- [EXTRAIT CHOISI]:
________________
L’éléphant est irréfutable

-« Mais d’abord, grand-père, que veut donc dire « irréfutable »?
-Irréfutable? Mais voyons!…qu’on ne peut réfuter, mettre en doute, contester, critiquer, remettre en question, contredire….
-Mais alors, grand-père, cet adage possède un caractère axiomatique intrinsèque. Il n’est qu’une évidence, un truisme.  Quel fou voudrait mettre en doute, contester ou même contredire un éléphant?
-Tout d’abord, ma petite Henriette, je te prierai, quand tu discutes avec moi, de ne pas utiliser  de mots savants en trop grand nombre. Nous ne sommes pas à France-Culture et quand on sait qu’il y a cinq minutes, tu ne connaissais pas le sens du mot irréfutable, c’est plutôt ridicule. Cela dit, il faut que tu saches qu’il n’y a pas si longtemps, l’irréfutabilité du pachyderme était loin d’être acquise.
Contrairement à la femme, qui remonte à la plus haute antiquité, l’éléphant n’est apparu que beaucoup plus tard. Nos ancêtres les Gaulois ne le connurent que par ouï-dire, et sans y attacher plus d’importance que ça. Alexandre le Grand ne le vit qu’à contrejour par un beau matin de février 325 (avant JC) et les Romains nièrent farouchement son existence jusqu’à ce que les Carthaginois les détrompent (d’éléphant) le 12 novembre 218 (toujours avant JC). Mis à l’honneur dans le grand cirque de Jules César, les éléphants tombèrent en disgrâce dès après les Ides de Mars. Pendant des siècles, on ne parla plus d’eux que très rarement et dans des termes toujours désobligeants, au point que Charlemagne eu cette idée folle, parmi d’autres, de les rayer officiellement du grand catalogue des animaux (De bestiolae magnae) pour l’inscrire à celui des monstres légendaires (De fabulari monstri et aliae stultitiae). C’est à partir de cette époque que l’éléphant entra vraiment dans la clandestinité et finit par disparaître totalement en tant que sujet de conversation. J’en veux pour preuve que ni Clément Marot, ni Ambroise Paré ni même le Vicomte de Bragelonne n’y ont jamais fait la moindre allusion. L’imprudent qui se risquait à évoquer, même indirectement, le gros animal se voyait aussitôt condamné à remonter la Seine de Bougival à Bercy en nageant la brasse à reculons. Tu comprends donc, Henriette, qu’à cette époque, non solum l’éléphant n’était pas irréfutable, sed etiam qu’il était recommandé de le réfuter.
________________
- [MATÉRIEL FOURNI]:

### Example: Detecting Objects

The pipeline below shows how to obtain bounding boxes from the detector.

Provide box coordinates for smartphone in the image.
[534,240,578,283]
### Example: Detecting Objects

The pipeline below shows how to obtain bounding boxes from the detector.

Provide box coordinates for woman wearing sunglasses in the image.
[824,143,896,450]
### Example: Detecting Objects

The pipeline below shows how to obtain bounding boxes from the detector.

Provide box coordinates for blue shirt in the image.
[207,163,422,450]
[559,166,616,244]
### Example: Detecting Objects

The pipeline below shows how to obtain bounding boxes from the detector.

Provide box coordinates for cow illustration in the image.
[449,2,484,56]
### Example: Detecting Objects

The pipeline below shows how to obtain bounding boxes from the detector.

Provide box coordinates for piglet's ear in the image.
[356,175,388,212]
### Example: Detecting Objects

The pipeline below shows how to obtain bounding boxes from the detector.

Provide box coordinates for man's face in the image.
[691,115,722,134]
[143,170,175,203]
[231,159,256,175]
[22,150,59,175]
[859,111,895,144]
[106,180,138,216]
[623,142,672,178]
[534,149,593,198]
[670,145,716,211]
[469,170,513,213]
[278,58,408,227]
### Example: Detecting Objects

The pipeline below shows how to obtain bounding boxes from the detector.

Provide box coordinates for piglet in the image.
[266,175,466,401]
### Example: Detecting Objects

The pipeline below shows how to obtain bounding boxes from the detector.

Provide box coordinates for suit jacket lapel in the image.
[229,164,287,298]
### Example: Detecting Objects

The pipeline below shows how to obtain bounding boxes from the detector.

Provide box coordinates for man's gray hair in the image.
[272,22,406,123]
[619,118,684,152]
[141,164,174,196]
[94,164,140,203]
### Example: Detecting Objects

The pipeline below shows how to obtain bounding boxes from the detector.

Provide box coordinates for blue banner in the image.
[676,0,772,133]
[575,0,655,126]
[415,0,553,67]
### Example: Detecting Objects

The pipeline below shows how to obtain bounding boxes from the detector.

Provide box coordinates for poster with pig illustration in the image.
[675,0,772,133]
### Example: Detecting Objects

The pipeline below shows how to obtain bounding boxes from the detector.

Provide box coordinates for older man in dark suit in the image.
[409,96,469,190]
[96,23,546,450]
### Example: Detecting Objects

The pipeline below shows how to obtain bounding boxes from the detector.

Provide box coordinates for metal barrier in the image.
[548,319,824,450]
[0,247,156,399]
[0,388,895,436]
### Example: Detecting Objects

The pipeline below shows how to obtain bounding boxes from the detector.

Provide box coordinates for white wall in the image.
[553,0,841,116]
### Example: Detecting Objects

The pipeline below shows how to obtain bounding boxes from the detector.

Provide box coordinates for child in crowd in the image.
________________
- [CONSIGNE ÉCRITE]: Indiquez si chacune des affirmations suivantes concorde avec l’extrait choisi. Répondez par oui ou par non et citez textuellement les mots décisifs de l’extrait. (a) Les Romains ont contesté l’existence de l’éléphant jusqu’à ce que les Carthaginois les détrompent. (b) Clément Marot a fait allusion à l’éléphant. (c) Les Gaulois ont connu l’éléphant autrement que par ouï-dire. Les lignes forment un matériel distinct de l’extrait choisi.

- [RÉPONSE ATTENDUE]:
(a) Oui : « les Romains nièrent farouchement son existence jusqu’à ce que les Carthaginois les détrompent ».
(b) Non : « ni Clément Marot, ni Ambroise Paré ni même le Vicomte de Bragelonne n’y ont jamais fait la moindre allusion ».
(c) Non : « Nos ancêtres les Gaulois ne le connurent que par ouï-dire ».